■ Dataset records ■

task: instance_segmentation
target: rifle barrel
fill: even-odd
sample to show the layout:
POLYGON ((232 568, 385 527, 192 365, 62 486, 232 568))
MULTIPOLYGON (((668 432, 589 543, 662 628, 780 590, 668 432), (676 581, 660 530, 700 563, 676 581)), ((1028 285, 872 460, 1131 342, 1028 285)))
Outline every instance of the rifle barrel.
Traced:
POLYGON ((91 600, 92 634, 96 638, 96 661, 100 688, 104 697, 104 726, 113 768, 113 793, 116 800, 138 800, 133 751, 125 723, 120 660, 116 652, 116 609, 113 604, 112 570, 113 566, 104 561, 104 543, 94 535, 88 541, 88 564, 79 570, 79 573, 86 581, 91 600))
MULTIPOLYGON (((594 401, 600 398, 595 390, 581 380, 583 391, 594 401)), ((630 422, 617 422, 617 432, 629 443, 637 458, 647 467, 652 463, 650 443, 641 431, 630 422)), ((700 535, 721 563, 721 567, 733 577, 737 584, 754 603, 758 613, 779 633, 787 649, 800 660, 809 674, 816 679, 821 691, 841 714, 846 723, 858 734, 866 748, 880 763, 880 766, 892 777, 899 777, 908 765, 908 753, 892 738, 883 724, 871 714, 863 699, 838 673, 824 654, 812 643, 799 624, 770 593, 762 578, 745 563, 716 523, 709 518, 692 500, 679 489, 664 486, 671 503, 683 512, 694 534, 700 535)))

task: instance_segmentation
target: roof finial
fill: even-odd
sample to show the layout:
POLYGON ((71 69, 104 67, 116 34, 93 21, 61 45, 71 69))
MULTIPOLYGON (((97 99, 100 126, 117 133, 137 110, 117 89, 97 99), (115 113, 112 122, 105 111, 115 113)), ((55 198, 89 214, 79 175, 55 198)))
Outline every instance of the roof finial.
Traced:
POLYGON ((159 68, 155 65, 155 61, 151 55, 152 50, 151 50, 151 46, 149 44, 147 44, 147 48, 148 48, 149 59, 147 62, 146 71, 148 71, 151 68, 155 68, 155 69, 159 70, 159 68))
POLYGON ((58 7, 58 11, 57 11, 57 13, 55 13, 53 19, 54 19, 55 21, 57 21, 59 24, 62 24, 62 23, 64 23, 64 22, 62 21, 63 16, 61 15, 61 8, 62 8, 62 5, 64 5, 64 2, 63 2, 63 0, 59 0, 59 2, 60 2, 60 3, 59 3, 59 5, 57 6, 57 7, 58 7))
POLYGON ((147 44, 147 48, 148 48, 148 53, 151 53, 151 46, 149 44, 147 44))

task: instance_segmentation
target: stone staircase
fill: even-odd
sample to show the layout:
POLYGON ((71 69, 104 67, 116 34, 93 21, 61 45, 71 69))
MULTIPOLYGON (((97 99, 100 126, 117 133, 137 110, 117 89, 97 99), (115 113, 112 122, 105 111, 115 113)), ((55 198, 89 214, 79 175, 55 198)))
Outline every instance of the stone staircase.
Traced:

■ Set exercise ■
Update the records above by swapping every occurrence of "sample to show the layout" for "layout sample". Reproduce each line with nothing else altered.

■ Response for this exercise ■
task: instance_segmentation
target: rifle barrel
fill: even-odd
layout sample:
POLYGON ((232 568, 385 527, 192 365, 62 486, 232 568))
MULTIPOLYGON (((668 432, 589 543, 662 628, 780 590, 668 432), (676 581, 660 530, 700 563, 676 581)), ((1028 285, 872 460, 1131 342, 1028 285)))
Outline every instance of the rifle barrel.
Traced:
POLYGON ((91 600, 92 634, 96 638, 96 661, 100 688, 104 697, 104 726, 113 768, 113 793, 116 800, 138 800, 133 751, 125 723, 120 660, 116 652, 116 609, 113 604, 112 570, 113 566, 104 561, 104 543, 94 535, 88 541, 88 564, 79 570, 79 573, 86 581, 91 600))
MULTIPOLYGON (((594 401, 600 398, 595 390, 581 380, 583 391, 594 401)), ((630 422, 617 422, 617 432, 629 443, 637 458, 647 467, 652 463, 650 443, 641 431, 630 422)), ((700 535, 721 563, 721 567, 733 577, 737 584, 754 603, 758 613, 779 633, 787 649, 800 660, 809 674, 816 679, 821 691, 841 714, 846 723, 858 734, 866 748, 880 763, 880 766, 892 777, 899 777, 908 765, 908 753, 892 738, 883 724, 871 714, 863 699, 838 673, 824 654, 812 643, 799 624, 770 593, 762 578, 745 563, 716 523, 709 518, 692 500, 679 489, 664 486, 671 503, 683 512, 694 534, 700 535)))

task: instance_segmentation
target: roof finial
fill: even-odd
layout sample:
POLYGON ((71 69, 104 67, 116 34, 93 21, 61 45, 71 69))
MULTIPOLYGON (((97 99, 100 126, 117 133, 137 110, 117 89, 97 99), (115 113, 112 122, 105 111, 115 113)), ((55 198, 89 214, 79 175, 55 198)))
Outline every instance of the roof finial.
Traced:
POLYGON ((159 68, 155 65, 155 61, 151 55, 152 50, 151 50, 151 46, 149 44, 147 44, 147 48, 148 48, 149 59, 147 62, 146 71, 148 71, 151 68, 155 68, 155 69, 159 70, 159 68))
POLYGON ((58 7, 58 11, 57 11, 57 13, 55 13, 53 19, 54 19, 55 21, 57 21, 59 24, 62 24, 62 23, 64 23, 64 22, 62 21, 63 16, 61 15, 61 8, 62 8, 62 5, 64 5, 64 2, 63 2, 63 0, 59 0, 59 2, 60 2, 60 3, 59 3, 59 5, 57 6, 57 7, 58 7))
POLYGON ((147 44, 147 48, 148 48, 148 53, 151 53, 151 46, 149 44, 147 44))

task: instance_segmentation
target: stone staircase
fill: even-odd
layout sample:
POLYGON ((71 69, 104 67, 116 34, 93 21, 61 45, 71 69))
MULTIPOLYGON (((97 99, 100 126, 117 133, 137 110, 117 89, 97 99), (115 113, 112 122, 105 111, 115 113)), ((55 198, 89 214, 79 175, 55 198)))
Outline every instance of the stone staircase.
Traced:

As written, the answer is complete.